[Stored dataset items]
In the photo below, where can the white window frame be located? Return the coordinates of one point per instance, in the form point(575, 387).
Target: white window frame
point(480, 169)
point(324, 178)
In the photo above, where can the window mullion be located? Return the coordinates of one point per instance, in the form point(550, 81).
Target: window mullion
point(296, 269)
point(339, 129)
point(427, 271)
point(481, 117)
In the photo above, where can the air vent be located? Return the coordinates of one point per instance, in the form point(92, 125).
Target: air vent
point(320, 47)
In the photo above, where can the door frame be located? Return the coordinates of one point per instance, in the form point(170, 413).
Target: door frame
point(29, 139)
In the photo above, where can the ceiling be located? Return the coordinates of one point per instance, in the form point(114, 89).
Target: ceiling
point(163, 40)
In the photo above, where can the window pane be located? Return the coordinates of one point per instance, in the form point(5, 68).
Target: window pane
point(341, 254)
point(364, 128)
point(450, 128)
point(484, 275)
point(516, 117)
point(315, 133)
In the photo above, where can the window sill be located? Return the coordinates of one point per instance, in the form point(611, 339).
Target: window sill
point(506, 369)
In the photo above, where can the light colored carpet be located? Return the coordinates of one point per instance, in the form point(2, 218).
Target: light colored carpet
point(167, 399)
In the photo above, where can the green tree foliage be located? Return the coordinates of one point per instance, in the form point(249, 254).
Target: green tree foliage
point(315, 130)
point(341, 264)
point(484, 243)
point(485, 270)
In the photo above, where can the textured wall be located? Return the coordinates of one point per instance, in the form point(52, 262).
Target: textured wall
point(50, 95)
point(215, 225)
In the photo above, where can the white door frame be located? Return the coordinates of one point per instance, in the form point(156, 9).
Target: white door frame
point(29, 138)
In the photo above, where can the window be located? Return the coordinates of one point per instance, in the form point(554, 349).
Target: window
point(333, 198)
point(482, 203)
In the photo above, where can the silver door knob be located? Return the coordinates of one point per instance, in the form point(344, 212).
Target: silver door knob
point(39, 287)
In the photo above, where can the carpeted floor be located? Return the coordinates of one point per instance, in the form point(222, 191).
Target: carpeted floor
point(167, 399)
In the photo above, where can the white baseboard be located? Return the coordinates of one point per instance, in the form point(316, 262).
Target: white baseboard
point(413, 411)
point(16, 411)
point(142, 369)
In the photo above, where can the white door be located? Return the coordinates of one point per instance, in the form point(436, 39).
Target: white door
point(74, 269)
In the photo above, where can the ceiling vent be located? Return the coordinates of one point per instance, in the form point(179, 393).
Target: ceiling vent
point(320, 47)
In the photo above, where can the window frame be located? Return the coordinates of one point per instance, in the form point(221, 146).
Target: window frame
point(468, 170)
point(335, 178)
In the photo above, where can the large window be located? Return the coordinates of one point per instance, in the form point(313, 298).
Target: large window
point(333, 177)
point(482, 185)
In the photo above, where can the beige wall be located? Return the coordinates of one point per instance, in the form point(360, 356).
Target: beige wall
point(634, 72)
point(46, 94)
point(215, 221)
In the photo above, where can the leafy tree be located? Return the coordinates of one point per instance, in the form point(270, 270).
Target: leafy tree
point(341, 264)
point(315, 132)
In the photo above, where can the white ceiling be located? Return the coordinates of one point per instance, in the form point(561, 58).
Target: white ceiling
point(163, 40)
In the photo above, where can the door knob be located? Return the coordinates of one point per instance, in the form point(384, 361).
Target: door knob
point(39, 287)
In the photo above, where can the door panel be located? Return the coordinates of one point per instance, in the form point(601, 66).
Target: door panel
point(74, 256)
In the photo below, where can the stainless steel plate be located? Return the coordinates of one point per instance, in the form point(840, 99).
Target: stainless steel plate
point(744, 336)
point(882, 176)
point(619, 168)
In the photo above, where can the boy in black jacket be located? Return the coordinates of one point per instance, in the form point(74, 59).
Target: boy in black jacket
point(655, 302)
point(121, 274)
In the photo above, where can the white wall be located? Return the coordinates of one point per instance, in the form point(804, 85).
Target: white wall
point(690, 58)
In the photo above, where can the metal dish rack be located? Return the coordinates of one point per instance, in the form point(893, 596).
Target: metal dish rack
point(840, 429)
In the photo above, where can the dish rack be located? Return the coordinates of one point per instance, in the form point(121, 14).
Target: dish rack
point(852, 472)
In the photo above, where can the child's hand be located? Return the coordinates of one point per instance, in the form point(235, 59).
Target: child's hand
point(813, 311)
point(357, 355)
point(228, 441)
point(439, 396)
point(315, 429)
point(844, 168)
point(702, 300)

- PROMPT
In the records above, locate the lines holding the word "below". Copy each of them.

- RESPONSE TO THE EXERCISE
In the photo below, where can the white window frame be located? Return the coordinates of one point per instance, in the form point(575, 387).
In the photo below, where can the stainless steel plate be located? Return the coordinates of one point per instance, in the form point(840, 99).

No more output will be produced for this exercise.